- Werkinstructies:
A - Vertaal de zin "Er zijn nog dergelijke momenten in mijn leven geweest." uit de blogtekst over droefheid en Covid 19 in het Engels.
B - In welk jaar werd het lange gedicht 'Genesis' geschreven, volgens de blogtekst over droefheid en Covid 19?
C - Schrijf de blogtekst over droefheid en Covid 19 verder, te beginnen na de laatste zin.

Het is een droom van me geweest, ooit een gedicht te schrijven dat de essentie bevatten zou van al wat licht kan werpen op het leven in deze wereld, in deze Kosmos én, deze essentie te bezingen in volzinnen à la Karel Van De Woestijne, maar dan in een meer moderne versie ervan.
In feite bestaat het lang gedicht al, ik schreef dit, in het jaar 2000. ik schreef toen mijn ‘Genesis’. Het is dus geen droom meer. Echter ik weet dat dergelijke gedichten niet meer geschreven/gelezen worden, het heeft dus geen zin meer er nog aandacht aan te schenken, zeker nu niet, nu dit leven, hier op aarde, overschaduwd wordt door Covid 19. Dus ik laat de woorden van 2000 waar ze zijn en hoe ze er zijn.
Mijn opdracht nu - aan mezelf - is, Covid 19 niet binnen te laten in mijn geschriften, ik wil niet dat ook deze er door besmet zouden worden. Ik zal dus mijn oude, vertrouwde wereld niet verlaten, ik zal me houden in het licht van vroegere dagen en de schaduw van de virus, achter mij laten alsof die er niet zou zijn. Ik wil aldus niet geheim gaan doen over de roerselen van voorheen.
De droefheid die me, enkele dagen terug, overviel heeft zich ondertussen min of meer opgelost, maar de echo ervan is nog latent, er is nog de schemer van een wolkje aanwezig. Er zijn nog dergelijke momenten in mijn leven geweest. Ik denk dat het een soort van wanhoopgevoelens zijn die ons nu en dan overmeesteren. Gewoonlijk wordt dit nergens vermeld, alleen in een dagboek en deze blogs zijn mijn dagboeken geworden. Tussen haakjes, ooit las ik dat droefheid in de middeleeuwen, een zonde was, wellicht nog vandaag.

- Opgeslagen records:
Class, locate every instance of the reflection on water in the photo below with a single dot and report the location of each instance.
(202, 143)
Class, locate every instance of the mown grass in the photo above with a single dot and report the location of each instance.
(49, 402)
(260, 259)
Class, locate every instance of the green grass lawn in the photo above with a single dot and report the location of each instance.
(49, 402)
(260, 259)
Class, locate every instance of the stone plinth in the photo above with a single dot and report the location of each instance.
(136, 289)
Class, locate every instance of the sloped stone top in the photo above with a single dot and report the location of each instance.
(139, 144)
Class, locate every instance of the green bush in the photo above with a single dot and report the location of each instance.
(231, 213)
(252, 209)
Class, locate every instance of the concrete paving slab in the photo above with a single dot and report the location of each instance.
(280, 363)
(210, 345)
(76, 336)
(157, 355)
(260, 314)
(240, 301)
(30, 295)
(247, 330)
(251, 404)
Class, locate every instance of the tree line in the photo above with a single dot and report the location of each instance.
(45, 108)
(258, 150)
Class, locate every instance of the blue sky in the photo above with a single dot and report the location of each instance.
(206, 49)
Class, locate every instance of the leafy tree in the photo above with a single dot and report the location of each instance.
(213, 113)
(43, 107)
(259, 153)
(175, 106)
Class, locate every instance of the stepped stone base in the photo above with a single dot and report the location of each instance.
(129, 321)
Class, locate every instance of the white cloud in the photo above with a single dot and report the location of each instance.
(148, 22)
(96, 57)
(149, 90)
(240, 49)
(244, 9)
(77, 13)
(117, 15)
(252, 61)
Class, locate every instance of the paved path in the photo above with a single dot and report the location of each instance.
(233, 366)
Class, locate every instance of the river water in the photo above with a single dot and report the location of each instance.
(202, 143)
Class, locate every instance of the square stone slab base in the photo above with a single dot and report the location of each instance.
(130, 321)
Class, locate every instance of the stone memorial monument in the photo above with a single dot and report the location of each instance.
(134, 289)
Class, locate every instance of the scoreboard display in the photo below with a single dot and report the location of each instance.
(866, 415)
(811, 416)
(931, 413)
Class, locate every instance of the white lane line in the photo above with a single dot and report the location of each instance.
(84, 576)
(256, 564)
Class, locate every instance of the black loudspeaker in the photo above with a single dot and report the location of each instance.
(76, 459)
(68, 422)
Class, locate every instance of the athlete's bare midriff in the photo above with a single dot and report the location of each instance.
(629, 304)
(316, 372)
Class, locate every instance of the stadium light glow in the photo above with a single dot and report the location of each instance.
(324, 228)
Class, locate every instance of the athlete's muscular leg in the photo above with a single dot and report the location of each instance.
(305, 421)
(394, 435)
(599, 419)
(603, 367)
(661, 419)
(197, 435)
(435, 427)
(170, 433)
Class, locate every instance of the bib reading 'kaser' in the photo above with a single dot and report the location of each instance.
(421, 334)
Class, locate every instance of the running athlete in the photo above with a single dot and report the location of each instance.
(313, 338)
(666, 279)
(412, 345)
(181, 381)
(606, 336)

- Uitkomsten oefening:
A - There have been other such moments in my life.

B - In het jaar 2000.

C -
Maar, al laat ik ‘Genesis’ in de schuif, ik word toch telkens getroffen door bepaalde vergaande documentaires ons aangeboden op het scherm. Want er kan een belangrijk besluit uit afgeleid worden, niet zo zeer wat de opnames zelf betreffen, deze zijn van een uitzonderlijke kwaliteit, maar het sensationele schuilt in de vaststelling hoe planten en dieren zich ontwikkeld moeten hebben om te zijn wat ze zijn en vooral hoe ze er zijn.
Dit is niet in één oogwenk tot stand gekomen, de evolutie die ze hebben gekend is er een van zeer lange duur. Geen vraag wat er eerst was: kip of ei, eikel of eik; hier is niet gezegd zo moet het en zo is het, neen, het fenomenale is dat het bij elke plant en elk dier geleidelijk is gekomen, dat het, het werk is van miljoenen, misschien miljarden jaren, én dat het wellicht geen evolutie is geweest van elk dier of elke plant afzonderlijk, uitgaande van elk dier of elke plant maar, dat er van buiten uit - zegge vanuit de Kosmos - een globale beweging moet geweest zijn, een onzichtbare kracht, een wil zelfs, die inwerkte op alle levende wezens op aarde, de mens met grote zekerheid incluis.
Ik geloof niet dat deze kracht is stil gevallen of kan stil vallen, maar het effect ervan is zo minimaal dat het onzichtbaar is. Ik denk dus dat die blijvende aanpassing aan de levensomstandigheden, want dit is het, doorloopt, dat er nimmer een einde zal aan komen. En dan vooral wat de mens aangaat, is het niet in zijn materiële vorm, het zal zijn in zijn geest het belangrijkste center van de mens.
Maar ik had het over die kracht die heerst over het leven. Ze is er duidelijk aanwezig en ze werkt in een zelfde richting in alles en nog wat, ze duwt alles vooruit naar een steeds maar groeiende complexiteit. Ze heerst over de aarde, ze heerst over de kosmos, ze is het kloppend hart ervan.
Het heeft geen zin meer dat te ontkennen, niet de minste zin, we worden er te diep mee geconfronteerd. We zitten vast in de greep van de evolutieve krachten van de Kosmos. We worden door de Kosmos geschapen !!!
De vraag is nu, wie is die Kosmos, wat is dit Universum?